- **Exercise objective**
From the line containing "spot the bus side window" down to the last line of the material, return those lines verbatim and only those.

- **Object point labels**
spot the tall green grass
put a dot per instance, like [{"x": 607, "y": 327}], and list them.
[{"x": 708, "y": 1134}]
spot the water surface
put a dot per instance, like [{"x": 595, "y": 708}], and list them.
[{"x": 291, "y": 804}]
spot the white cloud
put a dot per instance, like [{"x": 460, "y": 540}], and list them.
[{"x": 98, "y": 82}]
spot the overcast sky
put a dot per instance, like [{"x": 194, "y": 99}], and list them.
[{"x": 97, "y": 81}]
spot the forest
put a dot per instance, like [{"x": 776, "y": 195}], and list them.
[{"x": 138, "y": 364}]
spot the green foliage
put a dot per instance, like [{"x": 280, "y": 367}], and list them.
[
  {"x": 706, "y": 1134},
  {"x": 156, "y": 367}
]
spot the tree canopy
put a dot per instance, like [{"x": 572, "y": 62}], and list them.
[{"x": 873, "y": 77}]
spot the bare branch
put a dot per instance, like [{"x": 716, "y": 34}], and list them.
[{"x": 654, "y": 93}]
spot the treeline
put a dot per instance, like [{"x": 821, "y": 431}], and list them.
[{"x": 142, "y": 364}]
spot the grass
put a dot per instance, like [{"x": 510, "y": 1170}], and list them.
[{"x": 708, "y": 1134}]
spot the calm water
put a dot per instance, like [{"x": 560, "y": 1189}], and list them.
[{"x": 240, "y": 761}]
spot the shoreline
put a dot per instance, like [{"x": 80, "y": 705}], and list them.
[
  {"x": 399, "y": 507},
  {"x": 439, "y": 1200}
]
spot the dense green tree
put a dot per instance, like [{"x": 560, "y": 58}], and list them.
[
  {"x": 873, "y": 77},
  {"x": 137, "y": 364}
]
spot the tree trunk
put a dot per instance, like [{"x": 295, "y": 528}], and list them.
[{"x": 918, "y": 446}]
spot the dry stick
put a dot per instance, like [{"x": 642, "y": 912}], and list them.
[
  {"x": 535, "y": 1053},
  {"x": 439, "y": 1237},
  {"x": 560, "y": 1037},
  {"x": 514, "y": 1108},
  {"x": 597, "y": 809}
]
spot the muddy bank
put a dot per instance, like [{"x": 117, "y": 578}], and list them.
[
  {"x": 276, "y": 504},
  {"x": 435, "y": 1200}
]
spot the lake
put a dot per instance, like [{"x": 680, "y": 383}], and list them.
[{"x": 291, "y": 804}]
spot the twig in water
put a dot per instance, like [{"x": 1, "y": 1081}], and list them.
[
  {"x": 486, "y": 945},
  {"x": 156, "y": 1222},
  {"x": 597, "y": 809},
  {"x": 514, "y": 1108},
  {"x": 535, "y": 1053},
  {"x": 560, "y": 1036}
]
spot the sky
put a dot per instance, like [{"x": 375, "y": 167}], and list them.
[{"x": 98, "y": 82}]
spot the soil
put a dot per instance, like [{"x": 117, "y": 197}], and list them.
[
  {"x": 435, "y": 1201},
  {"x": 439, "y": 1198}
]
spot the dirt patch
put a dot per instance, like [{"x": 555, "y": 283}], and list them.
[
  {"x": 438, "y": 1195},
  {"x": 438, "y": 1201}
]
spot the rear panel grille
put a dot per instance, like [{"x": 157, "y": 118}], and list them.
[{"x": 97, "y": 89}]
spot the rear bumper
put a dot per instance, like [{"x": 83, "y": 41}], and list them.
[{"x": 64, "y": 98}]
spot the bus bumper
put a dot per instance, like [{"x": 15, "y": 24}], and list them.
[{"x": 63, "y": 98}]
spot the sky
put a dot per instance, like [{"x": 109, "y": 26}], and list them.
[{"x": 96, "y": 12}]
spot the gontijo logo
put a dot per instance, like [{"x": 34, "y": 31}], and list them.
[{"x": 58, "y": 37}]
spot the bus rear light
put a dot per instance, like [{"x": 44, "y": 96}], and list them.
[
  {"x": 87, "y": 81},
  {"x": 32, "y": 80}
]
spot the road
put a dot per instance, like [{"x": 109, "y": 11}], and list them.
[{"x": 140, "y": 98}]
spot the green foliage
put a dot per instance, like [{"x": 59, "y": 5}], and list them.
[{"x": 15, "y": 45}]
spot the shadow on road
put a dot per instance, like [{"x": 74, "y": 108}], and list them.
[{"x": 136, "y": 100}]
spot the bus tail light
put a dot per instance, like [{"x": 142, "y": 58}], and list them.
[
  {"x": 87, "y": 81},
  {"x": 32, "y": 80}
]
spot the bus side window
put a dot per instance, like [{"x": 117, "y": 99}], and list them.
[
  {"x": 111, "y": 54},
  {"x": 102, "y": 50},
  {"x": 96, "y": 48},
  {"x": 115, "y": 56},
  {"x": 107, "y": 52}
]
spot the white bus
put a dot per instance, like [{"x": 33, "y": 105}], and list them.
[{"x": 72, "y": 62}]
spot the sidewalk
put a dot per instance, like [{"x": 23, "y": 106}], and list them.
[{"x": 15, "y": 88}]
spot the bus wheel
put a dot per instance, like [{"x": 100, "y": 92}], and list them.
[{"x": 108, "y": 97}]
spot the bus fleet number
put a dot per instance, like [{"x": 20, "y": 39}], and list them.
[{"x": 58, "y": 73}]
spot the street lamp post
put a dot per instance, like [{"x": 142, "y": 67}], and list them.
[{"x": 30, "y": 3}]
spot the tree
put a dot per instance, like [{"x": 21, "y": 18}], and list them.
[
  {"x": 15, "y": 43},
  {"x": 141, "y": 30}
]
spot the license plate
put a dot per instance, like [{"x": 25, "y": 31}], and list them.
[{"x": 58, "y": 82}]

- **Full solution**
spot the bus side window
put a dot per instance, like [{"x": 117, "y": 99}], and list them.
[
  {"x": 111, "y": 54},
  {"x": 102, "y": 50},
  {"x": 96, "y": 48},
  {"x": 115, "y": 56},
  {"x": 107, "y": 52}
]
spot the white bus
put a dot per instance, like [{"x": 33, "y": 105}], and list them.
[{"x": 72, "y": 62}]
spot the sidewalk
put a dot per instance, like [{"x": 23, "y": 106}], and list them.
[{"x": 15, "y": 88}]
spot the bus wheel
put a dot per instance, like [{"x": 100, "y": 92}], and list them.
[{"x": 108, "y": 97}]
spot the bus fleet number
put a dot per instance, like [{"x": 20, "y": 39}], and list them.
[{"x": 58, "y": 73}]
spot the street lamp post
put a dot per instance, like [{"x": 142, "y": 67}], and list them.
[{"x": 30, "y": 3}]
spot the tree
put a dot per instance, like [{"x": 21, "y": 18}], and list them.
[
  {"x": 15, "y": 43},
  {"x": 141, "y": 30}
]
spot the license plate
put a dot per instance, like [{"x": 25, "y": 31}], and list them.
[{"x": 58, "y": 82}]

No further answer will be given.